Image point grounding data

'''

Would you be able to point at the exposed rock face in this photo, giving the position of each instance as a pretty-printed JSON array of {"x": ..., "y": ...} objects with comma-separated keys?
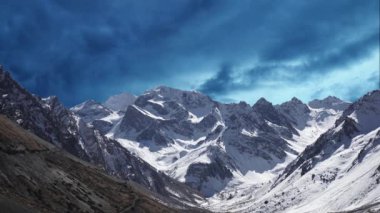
[
  {"x": 35, "y": 176},
  {"x": 46, "y": 118},
  {"x": 81, "y": 132},
  {"x": 188, "y": 130},
  {"x": 339, "y": 170},
  {"x": 120, "y": 102}
]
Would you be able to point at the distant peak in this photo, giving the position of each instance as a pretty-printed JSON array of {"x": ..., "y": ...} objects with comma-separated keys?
[
  {"x": 120, "y": 102},
  {"x": 263, "y": 101},
  {"x": 330, "y": 102},
  {"x": 296, "y": 100}
]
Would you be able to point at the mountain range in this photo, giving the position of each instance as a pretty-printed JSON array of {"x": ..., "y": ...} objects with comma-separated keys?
[{"x": 186, "y": 151}]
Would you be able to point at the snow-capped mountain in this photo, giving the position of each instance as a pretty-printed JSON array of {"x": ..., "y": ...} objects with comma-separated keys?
[
  {"x": 218, "y": 148},
  {"x": 297, "y": 157},
  {"x": 80, "y": 133},
  {"x": 340, "y": 171},
  {"x": 120, "y": 102}
]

'''

- **What the task asks**
Print each line above exactly as it appears, excluding all images.

- **Solution to the exercise**
Would you be able to point at the exposed rock face in this photo, giving the position of each instance as a pretty-printed JSON array of {"x": ..., "y": ...} objects with comma-separated keys?
[
  {"x": 35, "y": 176},
  {"x": 46, "y": 118},
  {"x": 81, "y": 132},
  {"x": 188, "y": 130},
  {"x": 339, "y": 170},
  {"x": 120, "y": 102}
]
Would you be able to point at the distant peak in this photo, giving the position of each instance as a pretty-printed JSON array of {"x": ..., "y": ...} objects with comma-separated keys?
[
  {"x": 120, "y": 102},
  {"x": 263, "y": 101},
  {"x": 330, "y": 102},
  {"x": 296, "y": 100}
]
Would you be able to point at the mountain range in this photo, giving the position of each instance as a pretty-printed JSON array of {"x": ..., "y": ...} objects with comma-separated keys?
[{"x": 186, "y": 151}]
Would you be able to point at the snow-capped mountain in this photo, giving the position of each instance as a pretty-printed JSON array of {"x": ..., "y": ...} objects with comma-separated keys?
[
  {"x": 218, "y": 148},
  {"x": 297, "y": 157},
  {"x": 80, "y": 133},
  {"x": 340, "y": 171},
  {"x": 120, "y": 102}
]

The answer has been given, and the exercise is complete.